Object detection data

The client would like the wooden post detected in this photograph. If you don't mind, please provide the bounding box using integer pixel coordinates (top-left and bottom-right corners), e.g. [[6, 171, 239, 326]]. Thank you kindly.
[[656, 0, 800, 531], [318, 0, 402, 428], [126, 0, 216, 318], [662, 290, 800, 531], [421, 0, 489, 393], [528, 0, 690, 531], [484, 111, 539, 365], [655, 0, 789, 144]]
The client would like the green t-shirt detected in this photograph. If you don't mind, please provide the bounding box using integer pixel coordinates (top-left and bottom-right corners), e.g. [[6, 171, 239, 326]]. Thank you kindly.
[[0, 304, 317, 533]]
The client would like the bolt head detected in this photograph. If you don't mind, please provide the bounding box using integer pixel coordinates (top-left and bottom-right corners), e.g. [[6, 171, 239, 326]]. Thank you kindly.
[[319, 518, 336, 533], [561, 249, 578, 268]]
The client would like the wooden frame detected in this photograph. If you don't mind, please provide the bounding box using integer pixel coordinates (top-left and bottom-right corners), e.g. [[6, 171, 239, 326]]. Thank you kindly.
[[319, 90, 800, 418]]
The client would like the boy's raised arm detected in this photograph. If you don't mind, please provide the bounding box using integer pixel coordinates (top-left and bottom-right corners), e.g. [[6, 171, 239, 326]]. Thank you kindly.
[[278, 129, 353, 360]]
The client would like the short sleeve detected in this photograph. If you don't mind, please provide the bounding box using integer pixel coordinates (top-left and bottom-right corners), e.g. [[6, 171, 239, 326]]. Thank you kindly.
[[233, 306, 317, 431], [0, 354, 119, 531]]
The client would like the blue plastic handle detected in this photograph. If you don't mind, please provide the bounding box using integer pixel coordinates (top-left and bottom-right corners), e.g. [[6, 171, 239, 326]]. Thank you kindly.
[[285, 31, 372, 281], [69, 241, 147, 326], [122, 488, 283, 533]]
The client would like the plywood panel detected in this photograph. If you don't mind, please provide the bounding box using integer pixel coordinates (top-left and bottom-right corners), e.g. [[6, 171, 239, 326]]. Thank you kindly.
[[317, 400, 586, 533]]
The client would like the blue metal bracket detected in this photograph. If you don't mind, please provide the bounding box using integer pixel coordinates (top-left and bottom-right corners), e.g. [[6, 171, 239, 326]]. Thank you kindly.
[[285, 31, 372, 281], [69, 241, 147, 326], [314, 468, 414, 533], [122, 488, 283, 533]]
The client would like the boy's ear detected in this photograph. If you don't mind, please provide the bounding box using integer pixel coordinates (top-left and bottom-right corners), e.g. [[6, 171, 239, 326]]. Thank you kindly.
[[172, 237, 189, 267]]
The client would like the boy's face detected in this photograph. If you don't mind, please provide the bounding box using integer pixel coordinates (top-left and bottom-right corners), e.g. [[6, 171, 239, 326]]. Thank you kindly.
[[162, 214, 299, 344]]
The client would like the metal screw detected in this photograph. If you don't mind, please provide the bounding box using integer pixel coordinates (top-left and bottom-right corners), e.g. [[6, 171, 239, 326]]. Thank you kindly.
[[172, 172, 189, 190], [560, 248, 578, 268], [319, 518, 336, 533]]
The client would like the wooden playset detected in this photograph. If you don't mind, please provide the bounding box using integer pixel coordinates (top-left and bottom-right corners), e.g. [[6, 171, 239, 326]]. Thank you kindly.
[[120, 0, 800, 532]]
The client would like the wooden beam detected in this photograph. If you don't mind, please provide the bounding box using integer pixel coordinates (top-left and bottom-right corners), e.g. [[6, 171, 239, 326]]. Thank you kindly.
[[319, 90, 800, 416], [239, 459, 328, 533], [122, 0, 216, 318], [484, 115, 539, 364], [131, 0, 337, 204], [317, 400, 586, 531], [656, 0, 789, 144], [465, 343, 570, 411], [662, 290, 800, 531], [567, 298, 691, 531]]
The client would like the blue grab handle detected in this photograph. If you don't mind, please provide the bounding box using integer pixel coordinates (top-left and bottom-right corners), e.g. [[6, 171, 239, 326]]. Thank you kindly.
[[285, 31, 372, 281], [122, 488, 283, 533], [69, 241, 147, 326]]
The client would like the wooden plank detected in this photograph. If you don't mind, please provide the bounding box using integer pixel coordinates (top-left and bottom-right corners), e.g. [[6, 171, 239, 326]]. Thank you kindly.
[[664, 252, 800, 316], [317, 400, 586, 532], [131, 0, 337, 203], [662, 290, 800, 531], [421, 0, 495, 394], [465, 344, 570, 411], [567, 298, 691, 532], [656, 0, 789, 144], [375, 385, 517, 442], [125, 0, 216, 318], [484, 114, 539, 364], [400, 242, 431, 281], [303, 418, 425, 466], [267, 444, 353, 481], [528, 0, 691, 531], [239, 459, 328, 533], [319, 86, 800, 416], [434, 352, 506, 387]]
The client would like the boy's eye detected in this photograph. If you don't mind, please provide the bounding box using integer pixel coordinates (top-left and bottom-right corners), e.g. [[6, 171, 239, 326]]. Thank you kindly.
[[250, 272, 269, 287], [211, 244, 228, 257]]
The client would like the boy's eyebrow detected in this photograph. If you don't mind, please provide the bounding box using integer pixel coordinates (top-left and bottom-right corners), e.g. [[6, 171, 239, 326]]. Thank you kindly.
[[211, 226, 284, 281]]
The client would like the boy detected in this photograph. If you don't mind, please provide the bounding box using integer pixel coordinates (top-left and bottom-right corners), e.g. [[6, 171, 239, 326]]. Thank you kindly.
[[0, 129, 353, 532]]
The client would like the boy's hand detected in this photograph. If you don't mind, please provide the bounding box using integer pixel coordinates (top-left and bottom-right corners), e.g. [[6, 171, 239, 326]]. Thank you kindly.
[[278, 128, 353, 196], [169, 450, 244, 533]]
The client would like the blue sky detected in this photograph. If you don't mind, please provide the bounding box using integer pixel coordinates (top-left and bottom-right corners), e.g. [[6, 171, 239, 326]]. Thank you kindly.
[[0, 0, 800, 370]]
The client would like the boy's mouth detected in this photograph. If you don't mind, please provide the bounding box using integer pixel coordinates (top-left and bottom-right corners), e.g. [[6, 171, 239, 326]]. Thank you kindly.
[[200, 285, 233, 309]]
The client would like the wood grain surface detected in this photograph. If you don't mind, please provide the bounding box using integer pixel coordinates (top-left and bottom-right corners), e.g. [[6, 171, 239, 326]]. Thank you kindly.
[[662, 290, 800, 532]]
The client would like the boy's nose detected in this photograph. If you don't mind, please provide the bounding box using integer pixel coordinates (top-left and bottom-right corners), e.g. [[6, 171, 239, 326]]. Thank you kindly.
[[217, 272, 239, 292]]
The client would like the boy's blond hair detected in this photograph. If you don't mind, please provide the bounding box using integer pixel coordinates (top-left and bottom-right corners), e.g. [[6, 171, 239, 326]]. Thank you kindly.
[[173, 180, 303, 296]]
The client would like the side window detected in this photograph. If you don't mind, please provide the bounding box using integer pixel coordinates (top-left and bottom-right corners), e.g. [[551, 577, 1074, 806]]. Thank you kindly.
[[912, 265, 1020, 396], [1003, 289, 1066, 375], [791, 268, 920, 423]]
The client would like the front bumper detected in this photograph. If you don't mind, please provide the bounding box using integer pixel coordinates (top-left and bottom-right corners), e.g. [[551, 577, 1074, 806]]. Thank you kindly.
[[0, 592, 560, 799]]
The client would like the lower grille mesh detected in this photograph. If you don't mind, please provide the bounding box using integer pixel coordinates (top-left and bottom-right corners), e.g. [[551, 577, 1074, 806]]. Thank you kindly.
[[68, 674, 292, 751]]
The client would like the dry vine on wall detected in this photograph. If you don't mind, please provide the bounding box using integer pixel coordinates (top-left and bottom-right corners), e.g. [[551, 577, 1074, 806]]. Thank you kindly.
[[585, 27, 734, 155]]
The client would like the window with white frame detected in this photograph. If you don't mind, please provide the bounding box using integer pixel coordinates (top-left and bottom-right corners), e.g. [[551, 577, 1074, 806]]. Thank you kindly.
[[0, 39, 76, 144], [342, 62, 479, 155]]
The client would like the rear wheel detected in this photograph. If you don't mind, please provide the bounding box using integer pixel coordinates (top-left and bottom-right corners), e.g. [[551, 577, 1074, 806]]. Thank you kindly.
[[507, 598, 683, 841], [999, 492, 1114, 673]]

*DIRECTION:*
Copy out the records verbatim, starting with the line containing "The client would like the boy's raised" and continuing through the line containing "[[172, 237, 189, 267]]".

*TASK RESPONSE:*
The client would like the boy's raised arm detected in this photograph. If you don't mind, please provide the bounding box using integer pixel coordinates (top-left and bottom-right corners), e.g. [[6, 171, 239, 326]]. Thank you kindly.
[[278, 129, 353, 360]]
The client would like the short sleeve detected in this photograph. If you don't mind, please provide the bounding box using integer pixel coordinates (top-left and bottom-right corners), e.g. [[6, 171, 239, 326]]. Thank you kindly.
[[233, 306, 317, 431], [0, 354, 119, 531]]
The client would like the blue plastic handle detected in this photograph. If you don't mind, please provide the bounding box using integer pixel coordinates (top-left and bottom-right corners), e.g. [[6, 171, 239, 326]]. Thank you kindly.
[[285, 31, 372, 281], [69, 241, 147, 326], [122, 488, 283, 533]]
The client would like the plywood panel detected in this photograph. If you don't mind, please provide the bounding box using integer pixel coordinates (top-left and bottom-right corners), e.g. [[6, 171, 239, 326]]. Thank you kindly.
[[317, 400, 586, 533]]
The client would like the blue metal bracket detected in this photograph. If you don't mind, please provide the bounding box using integer pixel coordinates (top-left and bottom-right corners), e.g. [[6, 171, 239, 326]]. Thank you kindly.
[[285, 31, 372, 281], [69, 241, 147, 326], [314, 468, 414, 533], [122, 488, 283, 533]]
The client would like the boy's ear detected in this photograph. If you don't mind, please provide the bounding box using integer pixel coordinates (top-left and bottom-right corners), e.g. [[6, 171, 239, 326]]. Thank you kindly.
[[172, 237, 189, 267]]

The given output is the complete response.